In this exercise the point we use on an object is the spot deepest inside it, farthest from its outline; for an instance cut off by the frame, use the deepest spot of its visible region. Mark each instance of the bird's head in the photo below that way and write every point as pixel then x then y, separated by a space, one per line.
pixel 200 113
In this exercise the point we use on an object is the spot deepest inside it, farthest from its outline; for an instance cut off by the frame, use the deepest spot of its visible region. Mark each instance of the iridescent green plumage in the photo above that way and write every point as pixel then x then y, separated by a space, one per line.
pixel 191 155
---
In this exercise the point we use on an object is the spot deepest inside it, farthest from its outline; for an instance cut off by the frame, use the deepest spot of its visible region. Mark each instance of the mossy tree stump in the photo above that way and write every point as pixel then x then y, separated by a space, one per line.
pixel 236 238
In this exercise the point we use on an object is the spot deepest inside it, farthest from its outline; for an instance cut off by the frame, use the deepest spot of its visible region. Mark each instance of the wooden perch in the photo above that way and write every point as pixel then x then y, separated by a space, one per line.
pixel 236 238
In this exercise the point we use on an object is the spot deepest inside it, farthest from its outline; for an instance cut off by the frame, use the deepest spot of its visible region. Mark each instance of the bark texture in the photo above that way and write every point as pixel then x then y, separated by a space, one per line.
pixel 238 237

◆ Requirement
Edit the part of the records that opens with the line containing "of the bird's" and closes with the line containing "pixel 200 113", changing "outline" to "boundary" and keeping everything else the same. Return only those lines.

◆ Result
In this exercise the point we use on an object is the spot deepest inside it, farthest from its boundary; for an instance cut off by the frame, use the deepest spot of its visible region. Mark each instance of the bird's head in the photo below that way and write every point as pixel then x then y, separated by a space, one per line.
pixel 200 113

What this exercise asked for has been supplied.